Jumat lalu, 31 maret, seusai tilawah dan menemukan satu ayat yang menarik, aku menuliskan status ini:
Harta & anak memang berharga, tapi kadang bisa menjadi batu ujian & fitnah jika kita tak waspada. Pada harta kita seharian mengejarnya, pada anak kita banyak berharap akan hari depannya, tapi tetap amal shalih yg kontinyu itu jauh lbh utama & lebih pantas sebagai tumpuan harapan.
Al-maalu wal banuuna zinatul hayaatiddun-ya. Selengkapnya, ayat tersebut artinya begini:
Harta dan anak-anak adalah perhiasan kehidupan dunia tetapi amalan-amalan yang kekal lagi saleh adalah lebih baik pahalanya di sisi Tuhanmu serta lebih baik untuk menjadi harapan.
Sehari kemudian, sabtu siang, aku menulis status lagi, masih berkaitan dengan harta. Tentang galaunya rasa hatiku sendiri.
Tertatih menggapai kebaikan, saat syaratnya adalah mampu memberikan apa yg kucintai. Selama ini, aku baru belajar berbuat baik. Rabbi, mampukan.
Lantana lul birro hatta tunfiquu mimma tuhibbun
Itu adalah bunyi awal juz 4 atau surat Ali Imran 92.
Ajaib! Tadi malam, Allah langsung memberikan kesempatan padaku untuk ‘berlatih’. Tentang harta.
Ya. Beberapa waktu lalu dengan yakin kami ingin melepas rumah seluas 140m2 di tengah ibukota pada seseorang yang kami harapkan dapat memetik manfaat optimal dari rumah itu. Seorang anak muda yang kini sudah memiliki keluarga kecil sendiri. Tapi dia memiliki ibu yang sudah janda, dan rumah itu dekat sekali dengan rumah ibunya. Oleh karena dia merasa belum terlalu mampu membeli dengan harga sewajarnya, kami lepas dengan harga sangat miring, hanya 75% dari NJOP. Itupun dibayar dengan tunai berjangka 2 tahun.
Lalu, godaan itu datang.
Pertama, saat mengambil slip PBB tahun ini. Ternyata NJOP dari rumah tersebut meningkat drastis, sehingga kalau dihitung2, harga yang akan kami lepas itu hanya 66% dari NJOP.
“Wajar gak sih, Mas, rumah dijual dengan harga di bawah NJOP?”, tanyaku
“Nggak sih, biasanya ya lebih tinggi dari NJOP. Kepepetnya ya sama dengan NJOP.” Jawabnya.
Hmm, hmm, harus ikhlas…, harus ikhlas… suara batinku memotivasi diri.
Lalu, godaan itu datang lagi.
Tiba-tiba tadi malam, ada tetangga (di rumah lama) menelpon, “Bu, rumahnya jadi dijual gak? Ini ada yang berminat, Dia mau bayar cash, dengan harga bagus banget, seperti yang dulu Ibu tawarkan. Kan saya dengar2 yang mau beli via ibu, bayarnya gak cash ya?”
Aku memang sempat nitip rumah itu untuk dijualkan dengan harga 107% atau di atas sedikit dari NJOP tahun lalu.

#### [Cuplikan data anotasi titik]
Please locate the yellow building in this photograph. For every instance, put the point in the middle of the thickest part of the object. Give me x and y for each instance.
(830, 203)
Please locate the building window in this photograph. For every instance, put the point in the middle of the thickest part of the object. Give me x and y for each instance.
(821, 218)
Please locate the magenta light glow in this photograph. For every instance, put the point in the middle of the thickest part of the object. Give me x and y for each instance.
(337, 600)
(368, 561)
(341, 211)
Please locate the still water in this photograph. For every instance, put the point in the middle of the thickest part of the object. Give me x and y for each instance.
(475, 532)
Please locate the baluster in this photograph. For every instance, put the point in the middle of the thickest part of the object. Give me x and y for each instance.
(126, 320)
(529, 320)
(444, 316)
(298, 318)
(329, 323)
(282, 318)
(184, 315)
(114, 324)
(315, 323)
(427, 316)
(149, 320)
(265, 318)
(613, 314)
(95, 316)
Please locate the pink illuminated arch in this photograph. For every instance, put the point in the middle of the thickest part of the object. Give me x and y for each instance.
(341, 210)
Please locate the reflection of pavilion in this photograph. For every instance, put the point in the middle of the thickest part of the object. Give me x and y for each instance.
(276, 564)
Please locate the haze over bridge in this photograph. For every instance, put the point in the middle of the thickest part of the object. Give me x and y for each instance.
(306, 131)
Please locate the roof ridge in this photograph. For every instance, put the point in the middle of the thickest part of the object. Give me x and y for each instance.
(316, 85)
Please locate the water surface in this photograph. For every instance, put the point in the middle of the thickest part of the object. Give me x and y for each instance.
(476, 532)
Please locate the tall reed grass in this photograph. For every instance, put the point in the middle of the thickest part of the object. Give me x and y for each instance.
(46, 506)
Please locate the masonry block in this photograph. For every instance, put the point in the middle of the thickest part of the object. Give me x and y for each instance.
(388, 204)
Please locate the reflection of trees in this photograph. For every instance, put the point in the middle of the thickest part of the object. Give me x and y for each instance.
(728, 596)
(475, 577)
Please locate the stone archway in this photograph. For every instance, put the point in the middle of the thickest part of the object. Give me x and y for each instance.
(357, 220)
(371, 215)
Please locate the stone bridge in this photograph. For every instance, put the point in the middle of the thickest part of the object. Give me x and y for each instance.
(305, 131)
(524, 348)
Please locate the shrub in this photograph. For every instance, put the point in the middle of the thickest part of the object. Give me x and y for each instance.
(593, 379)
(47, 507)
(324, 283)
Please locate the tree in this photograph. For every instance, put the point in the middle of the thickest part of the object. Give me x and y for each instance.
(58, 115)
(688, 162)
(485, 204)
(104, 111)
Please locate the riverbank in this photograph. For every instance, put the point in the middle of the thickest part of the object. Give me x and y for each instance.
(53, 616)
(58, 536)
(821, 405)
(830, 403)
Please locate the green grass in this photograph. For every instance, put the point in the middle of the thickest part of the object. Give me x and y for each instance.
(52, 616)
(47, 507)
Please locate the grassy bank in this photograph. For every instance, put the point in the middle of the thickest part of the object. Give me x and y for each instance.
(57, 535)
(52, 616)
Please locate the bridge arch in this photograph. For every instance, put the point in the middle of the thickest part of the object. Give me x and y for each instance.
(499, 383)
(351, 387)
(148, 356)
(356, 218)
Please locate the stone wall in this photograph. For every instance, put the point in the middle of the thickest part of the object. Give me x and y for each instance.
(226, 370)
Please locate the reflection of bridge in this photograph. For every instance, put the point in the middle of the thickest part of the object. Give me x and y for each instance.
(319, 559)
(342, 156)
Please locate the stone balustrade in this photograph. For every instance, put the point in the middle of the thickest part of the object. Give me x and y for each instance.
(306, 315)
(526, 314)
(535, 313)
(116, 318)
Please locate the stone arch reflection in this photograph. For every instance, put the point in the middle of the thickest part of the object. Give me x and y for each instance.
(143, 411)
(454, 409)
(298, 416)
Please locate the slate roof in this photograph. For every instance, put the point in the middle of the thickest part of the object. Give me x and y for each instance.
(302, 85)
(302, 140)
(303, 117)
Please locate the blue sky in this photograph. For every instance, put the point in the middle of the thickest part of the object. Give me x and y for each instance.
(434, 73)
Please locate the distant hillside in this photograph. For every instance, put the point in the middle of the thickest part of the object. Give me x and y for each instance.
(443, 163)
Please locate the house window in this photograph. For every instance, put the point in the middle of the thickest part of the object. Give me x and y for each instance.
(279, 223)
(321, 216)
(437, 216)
==
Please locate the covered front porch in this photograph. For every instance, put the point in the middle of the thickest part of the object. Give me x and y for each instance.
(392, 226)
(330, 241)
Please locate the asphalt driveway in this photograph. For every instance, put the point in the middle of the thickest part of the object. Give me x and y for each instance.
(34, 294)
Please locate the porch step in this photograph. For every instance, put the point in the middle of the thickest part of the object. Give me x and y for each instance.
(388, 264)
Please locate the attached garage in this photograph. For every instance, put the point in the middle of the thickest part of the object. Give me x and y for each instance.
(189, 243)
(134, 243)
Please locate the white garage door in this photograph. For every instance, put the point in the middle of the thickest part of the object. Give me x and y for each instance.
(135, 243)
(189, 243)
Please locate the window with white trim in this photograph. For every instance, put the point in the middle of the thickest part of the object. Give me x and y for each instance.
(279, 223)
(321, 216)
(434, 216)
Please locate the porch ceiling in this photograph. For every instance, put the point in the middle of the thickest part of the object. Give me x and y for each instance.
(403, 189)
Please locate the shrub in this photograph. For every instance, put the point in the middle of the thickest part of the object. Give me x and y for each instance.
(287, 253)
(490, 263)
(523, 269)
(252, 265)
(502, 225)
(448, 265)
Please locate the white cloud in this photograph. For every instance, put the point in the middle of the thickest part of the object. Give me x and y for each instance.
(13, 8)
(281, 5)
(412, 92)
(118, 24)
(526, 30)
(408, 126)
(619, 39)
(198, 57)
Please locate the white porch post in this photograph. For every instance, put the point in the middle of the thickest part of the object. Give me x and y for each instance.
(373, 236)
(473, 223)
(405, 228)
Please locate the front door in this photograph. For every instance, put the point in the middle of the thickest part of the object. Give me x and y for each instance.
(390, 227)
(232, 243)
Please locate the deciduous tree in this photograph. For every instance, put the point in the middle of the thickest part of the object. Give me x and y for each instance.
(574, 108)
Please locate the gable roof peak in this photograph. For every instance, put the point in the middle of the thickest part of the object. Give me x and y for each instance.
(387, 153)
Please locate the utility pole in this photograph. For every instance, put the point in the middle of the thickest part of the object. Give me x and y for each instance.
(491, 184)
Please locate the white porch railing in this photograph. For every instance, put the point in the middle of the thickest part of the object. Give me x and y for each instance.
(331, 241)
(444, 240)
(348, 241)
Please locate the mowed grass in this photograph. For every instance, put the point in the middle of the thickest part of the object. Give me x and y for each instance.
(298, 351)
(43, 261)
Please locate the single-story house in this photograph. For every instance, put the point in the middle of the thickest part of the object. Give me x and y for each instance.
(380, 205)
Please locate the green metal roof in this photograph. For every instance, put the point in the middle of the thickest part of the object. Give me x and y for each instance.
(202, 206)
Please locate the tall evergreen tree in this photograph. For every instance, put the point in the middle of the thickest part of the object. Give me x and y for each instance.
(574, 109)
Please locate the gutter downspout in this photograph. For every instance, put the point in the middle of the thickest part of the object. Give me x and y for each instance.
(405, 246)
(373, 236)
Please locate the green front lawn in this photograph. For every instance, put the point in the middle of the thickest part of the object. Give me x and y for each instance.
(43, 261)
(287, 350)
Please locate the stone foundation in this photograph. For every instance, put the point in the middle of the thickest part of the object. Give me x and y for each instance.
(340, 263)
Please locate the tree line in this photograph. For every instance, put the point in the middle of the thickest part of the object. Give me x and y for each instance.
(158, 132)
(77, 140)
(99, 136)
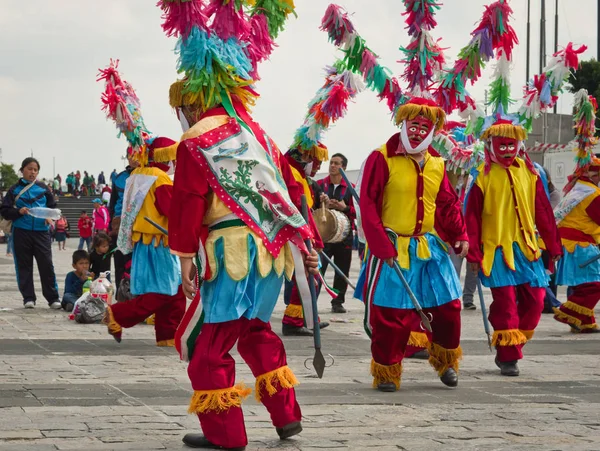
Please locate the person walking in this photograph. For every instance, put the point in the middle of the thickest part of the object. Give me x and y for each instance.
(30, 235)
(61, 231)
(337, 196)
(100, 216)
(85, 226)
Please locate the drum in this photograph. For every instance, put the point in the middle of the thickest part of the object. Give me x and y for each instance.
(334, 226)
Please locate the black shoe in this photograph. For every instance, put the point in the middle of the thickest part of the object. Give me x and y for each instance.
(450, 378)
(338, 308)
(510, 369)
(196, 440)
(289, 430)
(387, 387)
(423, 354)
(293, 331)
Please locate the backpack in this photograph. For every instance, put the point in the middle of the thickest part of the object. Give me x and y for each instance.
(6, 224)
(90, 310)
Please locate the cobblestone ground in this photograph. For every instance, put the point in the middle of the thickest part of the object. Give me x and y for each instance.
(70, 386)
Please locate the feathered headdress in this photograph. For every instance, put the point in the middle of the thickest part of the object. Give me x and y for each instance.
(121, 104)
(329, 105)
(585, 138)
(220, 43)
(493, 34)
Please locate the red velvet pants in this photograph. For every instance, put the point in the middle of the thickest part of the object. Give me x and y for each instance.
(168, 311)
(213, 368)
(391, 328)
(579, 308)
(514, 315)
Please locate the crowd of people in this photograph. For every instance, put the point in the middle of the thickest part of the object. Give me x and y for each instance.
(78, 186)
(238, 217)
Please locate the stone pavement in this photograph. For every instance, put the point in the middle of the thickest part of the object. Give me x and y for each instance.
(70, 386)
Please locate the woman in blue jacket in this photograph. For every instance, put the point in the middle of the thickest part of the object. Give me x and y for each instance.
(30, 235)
* * *
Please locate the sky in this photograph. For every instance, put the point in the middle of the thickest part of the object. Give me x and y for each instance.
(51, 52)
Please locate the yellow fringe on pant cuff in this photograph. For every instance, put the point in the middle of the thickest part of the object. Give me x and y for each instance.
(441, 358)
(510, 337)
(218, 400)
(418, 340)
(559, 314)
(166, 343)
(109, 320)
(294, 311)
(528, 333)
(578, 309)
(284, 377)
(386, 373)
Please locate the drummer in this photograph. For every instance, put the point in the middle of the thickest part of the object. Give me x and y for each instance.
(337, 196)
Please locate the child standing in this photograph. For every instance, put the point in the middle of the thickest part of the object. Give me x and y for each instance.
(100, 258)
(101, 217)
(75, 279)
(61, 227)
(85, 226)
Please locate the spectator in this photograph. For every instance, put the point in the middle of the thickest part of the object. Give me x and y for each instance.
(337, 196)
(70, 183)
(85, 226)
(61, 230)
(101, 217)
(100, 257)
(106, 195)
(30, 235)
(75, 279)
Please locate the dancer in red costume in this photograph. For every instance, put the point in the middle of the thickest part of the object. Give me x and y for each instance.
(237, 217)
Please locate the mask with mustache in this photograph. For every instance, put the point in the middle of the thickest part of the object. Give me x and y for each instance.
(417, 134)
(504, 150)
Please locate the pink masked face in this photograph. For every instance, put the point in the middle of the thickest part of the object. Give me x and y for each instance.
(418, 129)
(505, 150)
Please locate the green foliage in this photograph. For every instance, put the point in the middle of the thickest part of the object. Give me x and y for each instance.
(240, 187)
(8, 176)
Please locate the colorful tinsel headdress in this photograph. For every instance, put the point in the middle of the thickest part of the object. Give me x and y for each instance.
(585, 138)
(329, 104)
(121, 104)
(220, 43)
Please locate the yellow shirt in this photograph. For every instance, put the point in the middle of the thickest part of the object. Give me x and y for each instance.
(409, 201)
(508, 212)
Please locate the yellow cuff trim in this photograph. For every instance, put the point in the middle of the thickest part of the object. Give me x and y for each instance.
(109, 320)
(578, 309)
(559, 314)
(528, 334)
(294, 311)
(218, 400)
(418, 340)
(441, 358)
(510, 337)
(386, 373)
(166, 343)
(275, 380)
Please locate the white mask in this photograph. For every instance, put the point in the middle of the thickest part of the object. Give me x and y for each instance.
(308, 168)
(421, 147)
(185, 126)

#### [Daftar Tugas]
(A) Salin bagian teks pilihan mulai dari "Al-maalu wal banuuna" dan berakhir pada "rasa hatiku sendiri.".
(B) Menurut teks pilihan, surat dan ayat apa yang disebut sebagai bunyi awal juz 4?
Entri-entri ini adalah bahan tersendiri yang terpisah dari teks.

#### [Hasil Tugas]
(A)
Al-maalu wal banuuna zinatul hayaatiddun-ya. Selengkapnya, ayat tersebut artinya begini:
Harta dan anak-anak adalah perhiasan kehidupan dunia tetapi amalan-amalan yang kekal lagi saleh adalah lebih baik pahalanya di sisi Tuhanmu serta lebih baik untuk menjadi harapan.
Sehari kemudian, sabtu siang, aku menulis status lagi, masih berkaitan dengan harta. Tentang galaunya rasa hatiku sendiri.

(B) Surat Ali Imran ayat 92.